• [What is expected] Across all the lines of the following material, count those that include the word "surface" and give only the result.

____________

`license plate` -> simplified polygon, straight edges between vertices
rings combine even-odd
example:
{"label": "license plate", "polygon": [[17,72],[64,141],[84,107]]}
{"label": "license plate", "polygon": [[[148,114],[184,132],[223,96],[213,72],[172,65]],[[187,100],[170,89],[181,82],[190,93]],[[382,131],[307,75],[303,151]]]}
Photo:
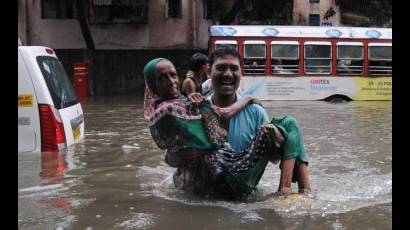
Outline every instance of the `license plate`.
{"label": "license plate", "polygon": [[73,136],[74,136],[74,141],[77,141],[78,139],[80,139],[80,136],[81,136],[80,125],[73,129]]}

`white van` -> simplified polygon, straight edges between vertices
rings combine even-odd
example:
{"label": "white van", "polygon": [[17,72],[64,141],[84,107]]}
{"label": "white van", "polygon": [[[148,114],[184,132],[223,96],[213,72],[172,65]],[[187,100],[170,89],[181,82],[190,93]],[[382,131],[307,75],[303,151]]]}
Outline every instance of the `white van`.
{"label": "white van", "polygon": [[83,138],[83,110],[54,51],[18,46],[18,151],[58,151]]}

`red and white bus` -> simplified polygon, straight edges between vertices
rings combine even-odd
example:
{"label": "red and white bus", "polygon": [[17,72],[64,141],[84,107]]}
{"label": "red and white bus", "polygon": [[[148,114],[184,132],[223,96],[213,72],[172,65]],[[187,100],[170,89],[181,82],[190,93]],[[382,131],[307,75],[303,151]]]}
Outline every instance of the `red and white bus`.
{"label": "red and white bus", "polygon": [[392,99],[392,29],[211,26],[210,50],[235,47],[244,94],[261,100]]}

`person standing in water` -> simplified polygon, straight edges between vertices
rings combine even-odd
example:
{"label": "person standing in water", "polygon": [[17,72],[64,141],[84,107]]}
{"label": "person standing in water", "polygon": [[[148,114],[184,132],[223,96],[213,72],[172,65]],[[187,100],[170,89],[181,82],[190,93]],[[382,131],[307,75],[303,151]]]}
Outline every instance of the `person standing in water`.
{"label": "person standing in water", "polygon": [[190,61],[190,70],[182,82],[181,94],[194,102],[201,102],[202,83],[207,79],[209,73],[208,57],[203,53],[195,53]]}
{"label": "person standing in water", "polygon": [[[211,80],[214,94],[208,100],[217,107],[229,107],[240,101],[236,92],[242,77],[239,54],[236,49],[221,47],[211,55]],[[258,135],[259,128],[268,124],[275,131],[280,145],[281,175],[276,195],[289,195],[291,183],[297,182],[299,193],[311,193],[308,173],[308,157],[304,148],[303,137],[297,120],[292,116],[280,119],[272,118],[269,122],[265,109],[258,104],[248,104],[233,117],[221,118],[221,124],[228,131],[228,142],[234,152],[243,151]],[[279,130],[280,130],[280,133]],[[268,161],[261,163],[264,169]],[[260,171],[262,175],[263,170]]]}

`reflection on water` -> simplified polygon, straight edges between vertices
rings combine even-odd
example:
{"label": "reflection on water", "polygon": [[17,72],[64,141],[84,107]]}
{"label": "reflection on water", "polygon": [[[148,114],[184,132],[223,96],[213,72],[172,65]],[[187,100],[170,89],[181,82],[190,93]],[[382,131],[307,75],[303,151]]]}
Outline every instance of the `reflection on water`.
{"label": "reflection on water", "polygon": [[[43,179],[58,180],[67,167],[64,155],[60,152],[43,152],[41,153],[41,172]],[[50,183],[56,183],[55,181]]]}
{"label": "reflection on water", "polygon": [[[272,200],[268,165],[247,202],[202,200],[173,188],[142,100],[85,107],[82,143],[61,153],[19,153],[21,229],[389,229],[391,102],[265,102],[300,121],[316,197]],[[296,191],[296,187],[294,187]]]}

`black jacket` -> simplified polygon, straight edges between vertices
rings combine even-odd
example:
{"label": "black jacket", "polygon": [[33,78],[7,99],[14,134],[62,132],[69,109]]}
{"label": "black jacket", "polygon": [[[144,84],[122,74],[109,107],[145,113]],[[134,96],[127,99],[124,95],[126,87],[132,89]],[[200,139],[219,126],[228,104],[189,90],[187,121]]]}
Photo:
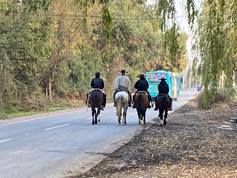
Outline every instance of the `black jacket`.
{"label": "black jacket", "polygon": [[168,94],[169,93],[169,85],[166,83],[166,81],[161,81],[158,84],[158,91],[159,91],[159,94]]}
{"label": "black jacket", "polygon": [[91,87],[103,89],[104,88],[104,81],[100,77],[95,77],[91,81]]}
{"label": "black jacket", "polygon": [[147,91],[149,84],[145,78],[142,78],[135,83],[134,88],[136,88],[137,91]]}

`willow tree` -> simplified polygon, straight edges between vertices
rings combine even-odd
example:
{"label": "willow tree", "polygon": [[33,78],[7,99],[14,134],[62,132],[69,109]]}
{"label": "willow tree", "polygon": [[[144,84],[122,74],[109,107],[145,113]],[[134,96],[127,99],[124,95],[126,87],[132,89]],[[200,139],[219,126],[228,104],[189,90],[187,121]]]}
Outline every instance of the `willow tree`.
{"label": "willow tree", "polygon": [[[232,0],[205,1],[198,18],[199,46],[196,63],[198,74],[204,86],[204,107],[209,105],[220,86],[220,77],[225,78],[224,89],[234,96],[234,76],[236,71],[236,9],[237,2]],[[209,90],[208,88],[211,89]],[[211,101],[212,102],[212,101]]]}

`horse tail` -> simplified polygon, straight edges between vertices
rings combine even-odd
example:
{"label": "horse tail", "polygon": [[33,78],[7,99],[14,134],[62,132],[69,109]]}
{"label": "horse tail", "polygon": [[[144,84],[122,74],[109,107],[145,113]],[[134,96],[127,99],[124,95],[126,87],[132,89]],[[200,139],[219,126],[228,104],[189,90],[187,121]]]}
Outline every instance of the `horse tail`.
{"label": "horse tail", "polygon": [[95,93],[95,106],[100,109],[98,93]]}
{"label": "horse tail", "polygon": [[142,95],[138,95],[138,108],[139,108],[139,112],[142,116],[145,116],[145,107],[143,105],[143,102],[142,102],[143,98],[142,98]]}
{"label": "horse tail", "polygon": [[160,103],[160,114],[161,115],[163,115],[166,103],[167,103],[166,96],[162,96],[161,103]]}
{"label": "horse tail", "polygon": [[118,99],[117,99],[117,102],[116,102],[116,116],[120,116],[121,114],[121,110],[122,110],[122,97],[120,96]]}

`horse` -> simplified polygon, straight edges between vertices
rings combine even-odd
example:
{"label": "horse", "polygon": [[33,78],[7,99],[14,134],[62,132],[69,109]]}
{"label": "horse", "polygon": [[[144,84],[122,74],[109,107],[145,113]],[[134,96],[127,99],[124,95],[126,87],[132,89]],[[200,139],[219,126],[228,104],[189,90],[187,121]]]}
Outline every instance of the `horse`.
{"label": "horse", "polygon": [[147,96],[147,92],[145,91],[138,91],[134,98],[134,105],[137,110],[138,115],[138,123],[146,124],[146,110],[149,105],[149,99]]}
{"label": "horse", "polygon": [[[168,116],[168,109],[170,105],[170,99],[167,95],[160,95],[155,98],[156,108],[159,109],[159,117],[160,117],[160,126],[166,125],[167,123],[167,116]],[[163,113],[165,111],[164,119]]]}
{"label": "horse", "polygon": [[[100,122],[100,110],[103,104],[103,92],[100,89],[93,89],[89,96],[89,102],[92,111],[92,125]],[[97,108],[97,111],[96,111]]]}
{"label": "horse", "polygon": [[127,110],[129,106],[129,95],[125,91],[119,91],[115,94],[116,116],[118,116],[118,123],[121,124],[122,110],[123,110],[123,126],[127,124]]}

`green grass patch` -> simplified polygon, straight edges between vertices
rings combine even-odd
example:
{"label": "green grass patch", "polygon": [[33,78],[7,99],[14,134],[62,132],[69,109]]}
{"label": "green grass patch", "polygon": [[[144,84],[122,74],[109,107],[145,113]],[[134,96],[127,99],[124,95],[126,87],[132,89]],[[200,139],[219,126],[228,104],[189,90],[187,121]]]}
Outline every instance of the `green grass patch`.
{"label": "green grass patch", "polygon": [[29,115],[34,115],[34,114],[47,113],[51,111],[60,111],[64,109],[68,109],[68,107],[52,107],[52,108],[49,108],[49,110],[47,111],[38,111],[38,112],[35,112],[35,111],[23,112],[23,111],[18,111],[16,108],[11,108],[10,110],[5,110],[5,115],[8,118],[14,118],[14,117],[22,117],[22,116],[29,116]]}
{"label": "green grass patch", "polygon": [[49,111],[60,111],[64,109],[69,109],[69,107],[52,107],[52,108],[49,108]]}

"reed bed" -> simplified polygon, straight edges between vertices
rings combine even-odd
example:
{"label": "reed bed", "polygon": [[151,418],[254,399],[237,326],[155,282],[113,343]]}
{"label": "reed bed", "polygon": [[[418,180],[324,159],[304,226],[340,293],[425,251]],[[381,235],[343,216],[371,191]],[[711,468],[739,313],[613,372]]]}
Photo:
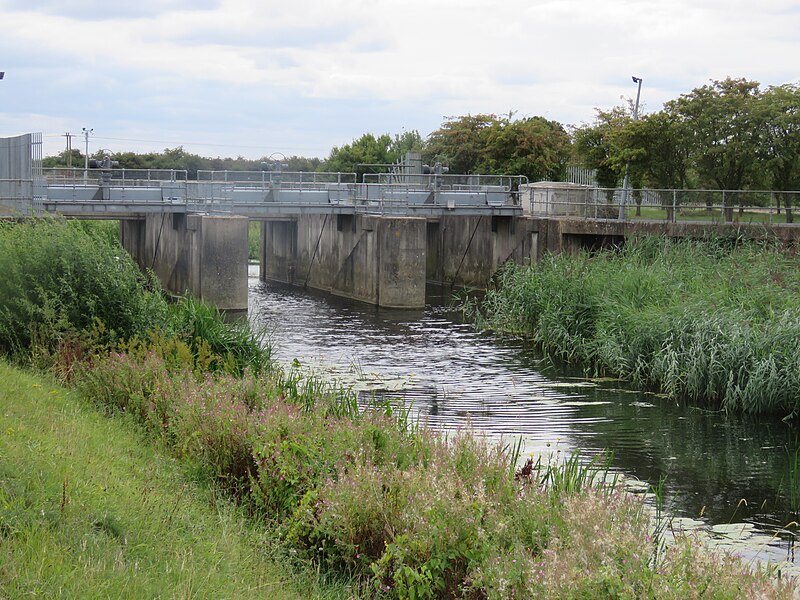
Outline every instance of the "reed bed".
{"label": "reed bed", "polygon": [[507,265],[482,327],[672,398],[745,413],[800,408],[800,260],[769,243],[635,238]]}

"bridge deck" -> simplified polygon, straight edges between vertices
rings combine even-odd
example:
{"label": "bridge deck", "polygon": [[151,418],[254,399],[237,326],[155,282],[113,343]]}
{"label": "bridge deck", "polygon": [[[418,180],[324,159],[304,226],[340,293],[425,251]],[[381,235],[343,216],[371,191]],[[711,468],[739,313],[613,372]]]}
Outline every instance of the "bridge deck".
{"label": "bridge deck", "polygon": [[[524,178],[481,176],[446,179],[381,179],[355,183],[342,173],[200,173],[54,169],[21,197],[0,194],[6,212],[60,213],[83,218],[134,218],[153,213],[241,215],[280,219],[306,214],[391,214],[408,216],[522,214],[518,199]],[[224,177],[223,177],[224,176]],[[519,180],[519,181],[517,181]],[[36,191],[33,191],[36,190]],[[13,202],[12,202],[13,200]]]}

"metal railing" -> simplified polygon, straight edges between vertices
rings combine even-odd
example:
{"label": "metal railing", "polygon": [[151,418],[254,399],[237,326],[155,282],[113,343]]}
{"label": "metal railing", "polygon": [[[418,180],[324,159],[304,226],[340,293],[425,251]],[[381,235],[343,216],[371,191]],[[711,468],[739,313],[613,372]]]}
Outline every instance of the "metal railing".
{"label": "metal railing", "polygon": [[254,187],[259,184],[297,188],[323,187],[329,184],[354,184],[355,173],[329,173],[316,171],[197,171],[197,181],[232,183],[237,187]]}
{"label": "metal railing", "polygon": [[[553,217],[705,223],[794,223],[800,191],[677,190],[528,186],[525,212]],[[800,220],[799,220],[800,221]]]}
{"label": "metal railing", "polygon": [[528,183],[524,175],[451,175],[419,173],[364,173],[365,184],[402,185],[410,189],[442,189],[452,191],[482,191],[493,188],[511,192]]}
{"label": "metal railing", "polygon": [[185,169],[43,169],[47,185],[86,186],[113,183],[118,187],[159,187],[161,182],[187,181]]}

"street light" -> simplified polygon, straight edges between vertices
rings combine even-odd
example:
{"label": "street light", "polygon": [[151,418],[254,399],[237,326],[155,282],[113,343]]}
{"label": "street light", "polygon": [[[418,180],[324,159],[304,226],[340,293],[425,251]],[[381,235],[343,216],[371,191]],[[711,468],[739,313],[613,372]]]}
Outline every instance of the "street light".
{"label": "street light", "polygon": [[92,129],[86,129],[86,127],[81,127],[83,130],[83,137],[86,139],[86,154],[83,157],[83,182],[86,183],[86,178],[89,175],[89,134],[94,131]]}
{"label": "street light", "polygon": [[[639,120],[639,98],[642,95],[642,78],[636,77],[635,75],[631,76],[633,83],[638,84],[636,89],[636,102],[633,105],[633,120]],[[622,181],[622,201],[619,203],[619,220],[625,220],[625,205],[628,203],[628,180],[629,180],[629,172],[631,168],[631,162],[628,161],[625,163],[625,179]]]}
{"label": "street light", "polygon": [[5,71],[0,71],[0,79],[2,79],[5,76],[6,76],[6,72]]}

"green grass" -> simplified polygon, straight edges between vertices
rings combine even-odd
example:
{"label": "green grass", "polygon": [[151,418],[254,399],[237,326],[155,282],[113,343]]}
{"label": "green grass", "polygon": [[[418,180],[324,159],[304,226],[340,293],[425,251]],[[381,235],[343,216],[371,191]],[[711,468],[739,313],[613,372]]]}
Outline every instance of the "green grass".
{"label": "green grass", "polygon": [[[631,220],[645,220],[645,221],[666,221],[668,219],[668,213],[663,208],[654,208],[651,206],[642,206],[641,214],[637,217],[636,216],[636,208],[628,207],[625,210],[625,217]],[[719,208],[706,210],[704,208],[681,208],[678,207],[678,214],[675,217],[675,220],[680,221],[701,221],[705,223],[722,223],[724,222],[722,210]],[[775,212],[775,209],[772,211],[772,215],[769,213],[769,209],[758,209],[758,210],[745,210],[743,213],[739,213],[738,208],[733,209],[733,223],[739,224],[747,224],[747,223],[786,223],[786,213],[781,210],[780,214]]]}
{"label": "green grass", "polygon": [[261,247],[261,222],[250,221],[247,227],[247,249],[250,260],[258,260]]}
{"label": "green grass", "polygon": [[0,597],[347,596],[142,436],[0,362]]}

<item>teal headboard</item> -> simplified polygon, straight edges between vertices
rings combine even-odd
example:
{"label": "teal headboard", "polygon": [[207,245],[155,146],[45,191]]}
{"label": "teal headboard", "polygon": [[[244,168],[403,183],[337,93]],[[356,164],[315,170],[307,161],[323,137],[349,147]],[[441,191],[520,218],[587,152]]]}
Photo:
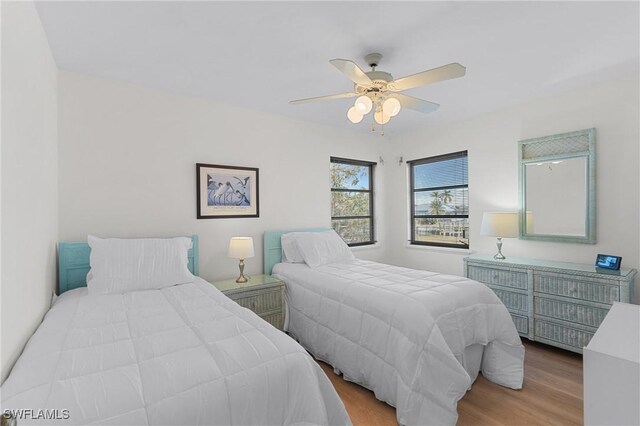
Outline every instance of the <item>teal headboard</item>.
{"label": "teal headboard", "polygon": [[265,231],[263,240],[264,253],[264,273],[271,275],[271,270],[276,263],[282,261],[282,244],[280,237],[282,234],[289,232],[325,232],[331,231],[331,228],[313,228],[313,229],[289,229],[286,231]]}
{"label": "teal headboard", "polygon": [[[193,275],[198,269],[198,236],[192,235],[193,245],[189,250],[189,270]],[[87,243],[58,243],[58,295],[67,290],[87,286],[89,273],[89,255],[91,248]]]}

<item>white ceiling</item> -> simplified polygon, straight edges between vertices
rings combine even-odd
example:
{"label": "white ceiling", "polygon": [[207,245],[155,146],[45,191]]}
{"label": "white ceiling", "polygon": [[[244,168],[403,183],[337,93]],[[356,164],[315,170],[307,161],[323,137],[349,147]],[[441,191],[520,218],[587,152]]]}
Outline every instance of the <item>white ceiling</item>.
{"label": "white ceiling", "polygon": [[496,110],[640,72],[638,2],[41,2],[61,69],[369,131],[353,99],[291,99],[353,86],[328,62],[384,55],[395,78],[450,62],[467,75],[407,94],[388,130]]}

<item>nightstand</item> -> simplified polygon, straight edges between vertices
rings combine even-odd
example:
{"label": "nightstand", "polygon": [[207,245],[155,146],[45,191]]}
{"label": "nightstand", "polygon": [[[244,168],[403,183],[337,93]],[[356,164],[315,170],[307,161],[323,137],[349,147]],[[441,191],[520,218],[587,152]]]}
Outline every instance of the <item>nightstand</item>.
{"label": "nightstand", "polygon": [[284,283],[271,275],[254,275],[246,283],[231,280],[212,283],[238,305],[251,309],[274,327],[284,326]]}

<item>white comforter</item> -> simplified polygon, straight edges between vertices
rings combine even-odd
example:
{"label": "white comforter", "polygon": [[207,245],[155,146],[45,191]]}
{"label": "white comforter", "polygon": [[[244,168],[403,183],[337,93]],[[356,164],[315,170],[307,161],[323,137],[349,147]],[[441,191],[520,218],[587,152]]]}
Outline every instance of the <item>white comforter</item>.
{"label": "white comforter", "polygon": [[482,373],[522,387],[524,347],[509,312],[466,278],[356,260],[277,264],[289,332],[348,380],[397,408],[400,424],[454,424],[471,386],[465,348],[486,345]]}
{"label": "white comforter", "polygon": [[200,279],[63,294],[2,386],[7,409],[71,424],[350,424],[300,345]]}

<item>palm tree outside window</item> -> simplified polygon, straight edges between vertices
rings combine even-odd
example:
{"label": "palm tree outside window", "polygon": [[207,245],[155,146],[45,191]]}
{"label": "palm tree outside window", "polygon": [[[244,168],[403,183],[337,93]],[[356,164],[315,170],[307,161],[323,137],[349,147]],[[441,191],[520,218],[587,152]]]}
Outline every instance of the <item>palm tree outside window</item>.
{"label": "palm tree outside window", "polygon": [[469,248],[467,151],[409,161],[411,244]]}

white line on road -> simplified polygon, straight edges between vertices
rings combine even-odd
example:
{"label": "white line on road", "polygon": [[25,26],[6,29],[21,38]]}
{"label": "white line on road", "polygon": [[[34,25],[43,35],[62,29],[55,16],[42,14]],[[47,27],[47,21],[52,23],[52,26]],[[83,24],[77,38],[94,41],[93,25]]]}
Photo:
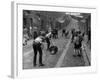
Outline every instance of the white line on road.
{"label": "white line on road", "polygon": [[30,51],[28,51],[28,52],[25,52],[24,53],[24,56],[27,56],[28,54],[30,54],[30,53],[32,53],[33,52],[33,50],[30,50]]}
{"label": "white line on road", "polygon": [[90,50],[87,48],[85,43],[83,43],[83,58],[84,58],[84,61],[85,61],[85,66],[91,65]]}
{"label": "white line on road", "polygon": [[57,62],[55,67],[60,67],[61,66],[61,64],[63,62],[63,59],[64,59],[65,55],[67,54],[67,51],[68,51],[68,48],[69,48],[69,45],[70,45],[70,41],[71,40],[69,39],[69,41],[68,41],[68,43],[67,43],[67,45],[66,45],[66,47],[65,47],[62,55],[60,56],[60,58],[59,58],[59,60],[58,60],[58,62]]}

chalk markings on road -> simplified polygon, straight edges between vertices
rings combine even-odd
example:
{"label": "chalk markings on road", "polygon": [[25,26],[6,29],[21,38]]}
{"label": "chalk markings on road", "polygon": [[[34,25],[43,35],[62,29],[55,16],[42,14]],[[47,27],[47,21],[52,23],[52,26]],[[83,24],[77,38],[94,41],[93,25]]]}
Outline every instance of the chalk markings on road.
{"label": "chalk markings on road", "polygon": [[56,64],[55,67],[60,67],[60,66],[61,66],[61,64],[62,64],[62,62],[63,62],[63,59],[64,59],[64,57],[65,57],[65,55],[67,54],[67,51],[68,51],[68,49],[69,49],[70,41],[71,41],[71,40],[69,39],[69,41],[68,41],[68,43],[67,43],[67,45],[66,45],[66,47],[65,47],[65,49],[64,49],[64,51],[63,51],[63,53],[62,53],[62,55],[60,56],[60,58],[59,58],[59,60],[58,60],[58,62],[57,62],[57,64]]}

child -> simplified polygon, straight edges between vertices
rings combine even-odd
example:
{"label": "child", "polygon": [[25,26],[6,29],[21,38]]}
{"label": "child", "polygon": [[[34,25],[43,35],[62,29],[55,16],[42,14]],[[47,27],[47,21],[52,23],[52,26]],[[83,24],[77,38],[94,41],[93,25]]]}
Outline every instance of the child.
{"label": "child", "polygon": [[82,40],[80,33],[74,37],[74,56],[81,56]]}

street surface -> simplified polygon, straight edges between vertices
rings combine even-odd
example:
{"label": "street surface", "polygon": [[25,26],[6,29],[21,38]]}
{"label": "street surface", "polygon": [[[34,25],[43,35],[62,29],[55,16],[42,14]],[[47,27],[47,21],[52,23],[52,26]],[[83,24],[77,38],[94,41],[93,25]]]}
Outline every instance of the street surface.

____________

• [Response for this exercise] 4